───── Page extract ─────
Days before the Galaxy Fold was expected to hit stores in April 2019, several tech testers announced their test units had crashed, with displays cracking, bulging, or blacking out. Samsung postponed the announcement for about five months as there were criticisms after the relaunch. The website for phone-repair, iFixit, which noticed design weaknesses with the initial Galaxy Fold test devices, acknowledged the additional upgrades of the re-engineered system but described it as “alarmingly fragile” still.

Samsung believed the Galaxy Fold could be opened and closed over 200,000 times before cracking, based on internal testing. But the tech review site, CNET,  found that after 120,000 folds, the hinge stopped operating. Currently, Samsung occupies nearly three-fifths of the emerging foldable mobile market. According to Canalys, Huawei Technologies Co. and Motorola of Lenovo Group Ltd. are the two most prominent competitors, with shipments of 500,000 and 200,000 respectively.
─────
- Set tasks:
1 – Copy the stretch of the Galaxy Fold passage from "Samsung believed the" through "and 200,000 respectively.".
2 – Carry on the passage about the Galaxy Fold's durability problems, starting after its final sentence.
───── Dataset extract ─────
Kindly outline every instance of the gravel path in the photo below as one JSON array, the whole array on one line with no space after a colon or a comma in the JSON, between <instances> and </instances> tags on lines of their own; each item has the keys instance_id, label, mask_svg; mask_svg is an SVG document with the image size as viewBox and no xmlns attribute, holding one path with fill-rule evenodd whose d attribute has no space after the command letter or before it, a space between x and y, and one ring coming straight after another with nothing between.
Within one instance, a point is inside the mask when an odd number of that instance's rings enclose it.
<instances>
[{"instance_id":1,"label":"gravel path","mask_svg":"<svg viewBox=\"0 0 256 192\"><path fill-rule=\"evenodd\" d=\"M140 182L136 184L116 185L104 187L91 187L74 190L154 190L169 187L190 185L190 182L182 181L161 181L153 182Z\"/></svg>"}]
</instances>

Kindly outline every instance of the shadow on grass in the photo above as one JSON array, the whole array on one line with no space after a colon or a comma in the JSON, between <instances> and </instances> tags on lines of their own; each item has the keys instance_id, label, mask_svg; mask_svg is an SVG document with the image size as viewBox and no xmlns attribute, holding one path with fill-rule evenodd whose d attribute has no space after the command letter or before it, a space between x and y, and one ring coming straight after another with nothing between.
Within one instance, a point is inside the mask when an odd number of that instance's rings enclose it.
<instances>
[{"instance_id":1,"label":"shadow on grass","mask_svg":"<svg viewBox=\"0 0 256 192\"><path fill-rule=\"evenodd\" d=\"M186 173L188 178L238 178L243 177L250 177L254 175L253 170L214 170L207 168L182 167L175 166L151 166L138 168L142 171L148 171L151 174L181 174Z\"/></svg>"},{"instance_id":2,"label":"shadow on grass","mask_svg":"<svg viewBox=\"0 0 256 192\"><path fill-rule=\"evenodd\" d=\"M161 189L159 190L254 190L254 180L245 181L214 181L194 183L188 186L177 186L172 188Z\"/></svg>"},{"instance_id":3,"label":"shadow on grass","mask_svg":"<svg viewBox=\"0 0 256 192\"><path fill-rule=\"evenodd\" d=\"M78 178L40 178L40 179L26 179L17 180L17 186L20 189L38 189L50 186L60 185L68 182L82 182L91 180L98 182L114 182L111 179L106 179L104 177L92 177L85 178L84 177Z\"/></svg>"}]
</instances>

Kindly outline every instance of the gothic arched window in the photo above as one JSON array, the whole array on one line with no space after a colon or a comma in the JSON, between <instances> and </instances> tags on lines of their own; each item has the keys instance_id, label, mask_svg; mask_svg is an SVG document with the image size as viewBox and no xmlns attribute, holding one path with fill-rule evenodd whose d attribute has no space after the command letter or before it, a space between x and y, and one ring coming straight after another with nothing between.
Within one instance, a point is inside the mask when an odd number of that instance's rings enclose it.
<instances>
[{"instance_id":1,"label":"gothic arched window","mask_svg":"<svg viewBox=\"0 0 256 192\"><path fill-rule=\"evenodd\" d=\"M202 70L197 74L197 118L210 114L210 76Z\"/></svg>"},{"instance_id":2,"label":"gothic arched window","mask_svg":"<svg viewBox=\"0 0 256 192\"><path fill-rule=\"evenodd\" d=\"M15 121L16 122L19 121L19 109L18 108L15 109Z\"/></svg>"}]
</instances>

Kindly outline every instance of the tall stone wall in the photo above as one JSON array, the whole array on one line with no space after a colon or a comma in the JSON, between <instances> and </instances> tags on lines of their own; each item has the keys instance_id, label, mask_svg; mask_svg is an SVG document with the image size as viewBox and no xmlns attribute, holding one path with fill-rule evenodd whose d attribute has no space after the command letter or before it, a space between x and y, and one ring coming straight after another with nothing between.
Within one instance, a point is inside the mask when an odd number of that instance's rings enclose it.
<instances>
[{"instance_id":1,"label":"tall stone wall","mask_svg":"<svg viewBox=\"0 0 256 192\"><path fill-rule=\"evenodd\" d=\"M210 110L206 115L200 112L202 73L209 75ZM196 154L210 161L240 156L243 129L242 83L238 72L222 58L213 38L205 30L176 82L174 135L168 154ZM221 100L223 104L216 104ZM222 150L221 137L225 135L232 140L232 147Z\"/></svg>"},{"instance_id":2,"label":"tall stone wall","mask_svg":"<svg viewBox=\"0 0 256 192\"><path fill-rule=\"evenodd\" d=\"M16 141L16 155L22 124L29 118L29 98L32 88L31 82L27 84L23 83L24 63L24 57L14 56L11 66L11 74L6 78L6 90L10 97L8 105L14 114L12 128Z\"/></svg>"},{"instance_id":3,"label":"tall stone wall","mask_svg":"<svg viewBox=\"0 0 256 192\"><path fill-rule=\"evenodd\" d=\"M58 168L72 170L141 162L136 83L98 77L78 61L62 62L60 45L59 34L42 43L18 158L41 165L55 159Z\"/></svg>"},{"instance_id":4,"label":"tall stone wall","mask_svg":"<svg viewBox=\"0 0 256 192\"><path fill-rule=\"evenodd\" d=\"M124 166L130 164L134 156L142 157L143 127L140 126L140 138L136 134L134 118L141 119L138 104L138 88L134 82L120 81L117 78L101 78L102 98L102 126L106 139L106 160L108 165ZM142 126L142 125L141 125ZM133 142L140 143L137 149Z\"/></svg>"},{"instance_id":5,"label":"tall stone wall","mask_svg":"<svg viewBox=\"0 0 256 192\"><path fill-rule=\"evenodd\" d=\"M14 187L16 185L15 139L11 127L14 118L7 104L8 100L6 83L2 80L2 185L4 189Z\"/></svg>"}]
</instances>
─────
- Answers for the exercise:
1 –
Samsung believed the Galaxy Fold could be opened and closed over 200,000 times before cracking, based on internal testing. But the tech review site, CNET,  found that after 120,000 folds, the hinge stopped operating. Currently, Samsung occupies nearly three-fifths of the emerging foldable mobile market. According to Canalys, Huawei Technologies Co. and Motorola of Lenovo Group Ltd. are the two most prominent competitors, with shipments of 500,000 and 200,000 respectively.

2 –
Initially, phone manufacturers had anticipated moderate sales but even those estimates proved to be high. Samsung had originally planned 6 million foldable-device shipments in 2020; they have reached one-tenth of that mark halfway through the year.

The price is part of the drawback of the foldable handsets. In an industry where even high costs for smartphones forced consumers to postpone upgrades, the sticker shock of foldable phones has discouraged all but the most enthusiastic early adopters, said Canalys analyst, Shengtao Jin. Many customers have never seen a foldable handset or kept one. The failure to operate the new gadgets in-person at stores has meant that few have the opportunity to see the appeal, said Tom Kang, a Counterpoint Research Officer.